SELECTED TEXT —
..............................
It is as lightly-built as a house of cards, a frail edifice of laughter for laughter's sake. Or you might say that, in the literature of farce, it has a place as a "dainty rogue in porcelain." It is even lighter and more fragile than that. It is a bubble, or a flight of bubbles. It is the very ecstasy of levity. As we listen to Lady Bracknell discussing the possibility of parting with her daughter to a man who had been "born, or at least bred, in a handbag," or as we watch Jack and Algernon wrangling over the propriety of eating

muffins in an hour of gloom, we seem somehow to be caught up and to sail through an exhilarating mid-air of nonsense. Some people will contend that Wilde's laughter is always the laughter not of the open air but of the salon. But there is a spontaneity in the laughter of The Importance of Being Earnest that seems to me to associate it with running water and the sap rising in the green field.
..............................
WRITTEN PROBLEM 1 — In the passage about The Importance of Being Earnest, what are Jack and Algernon seen wrangling over?
WRITTEN PROBLEM 2 — Echo the passage about The Importance of Being Earnest word for word. Begin at the words "muffins in an" and stop after "the green field.".
WRITTEN PROBLEM 3 — Write what follows the last sentence of the passage about The Importance of Being Earnest.
..............................
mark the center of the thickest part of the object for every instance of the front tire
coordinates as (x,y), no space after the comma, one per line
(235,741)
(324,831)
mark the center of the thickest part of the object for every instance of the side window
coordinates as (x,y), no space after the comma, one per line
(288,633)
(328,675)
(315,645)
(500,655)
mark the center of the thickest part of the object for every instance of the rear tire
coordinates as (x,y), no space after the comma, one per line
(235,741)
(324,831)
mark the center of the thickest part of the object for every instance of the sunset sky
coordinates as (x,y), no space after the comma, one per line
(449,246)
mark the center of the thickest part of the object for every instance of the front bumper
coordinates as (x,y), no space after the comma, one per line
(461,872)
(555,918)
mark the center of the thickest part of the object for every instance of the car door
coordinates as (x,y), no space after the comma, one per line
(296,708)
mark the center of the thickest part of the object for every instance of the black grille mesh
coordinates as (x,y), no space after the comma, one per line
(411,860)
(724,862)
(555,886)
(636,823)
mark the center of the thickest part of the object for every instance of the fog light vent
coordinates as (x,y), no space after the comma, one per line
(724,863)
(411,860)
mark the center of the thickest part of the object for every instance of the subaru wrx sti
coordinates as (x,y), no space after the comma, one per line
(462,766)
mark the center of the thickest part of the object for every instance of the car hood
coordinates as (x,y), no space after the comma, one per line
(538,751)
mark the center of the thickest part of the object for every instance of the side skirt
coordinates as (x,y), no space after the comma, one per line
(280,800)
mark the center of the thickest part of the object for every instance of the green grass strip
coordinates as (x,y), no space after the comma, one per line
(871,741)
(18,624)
..............................
TASK ANSWER 1 — They wrangle over the propriety of eating muffins in an hour of gloom.

TASK ANSWER 2 —
muffins in an hour of gloom, we seem somehow to be caught up and to sail through an exhilarating mid-air of nonsense. Some people will contend that Wilde's laughter is always the laughter not of the open air but of the salon. But there is a spontaneity in the laughter of The Importance of Being Earnest that seems to me to associate it with running water and the sap rising in the green field.

TASK ANSWER 3 —
It is when he begins to take Wilde seriously as a serious writer that one quarrels with Mr. Ransome. Wilde was much better at showing off than at revealing himself, and, as the comedy of showing off is much more delightful than the solemn vanity of it, he was naturally happiest as a wit and persifleur. On his serious side he counts, not as an original artist, but as a popularizer-the most accomplished popularizer, perhaps, in English literature. He popularized William Morris, both his domestic interiors and his Utopias, in the æsthetic lectures and in The Soul of Man under Socialism-a wonderful pamphlet, the secret of the world-wide fame of which Mr. Ransome curiously misses. He popularized the cloistral æstheticism of Pater and the cultural egoism of Goethe in Intentions and elsewhere. In Salomé he popularized the gorgeous processionals of ornamental sentences upon which Flaubert had expended not the least marvellous part of his genius.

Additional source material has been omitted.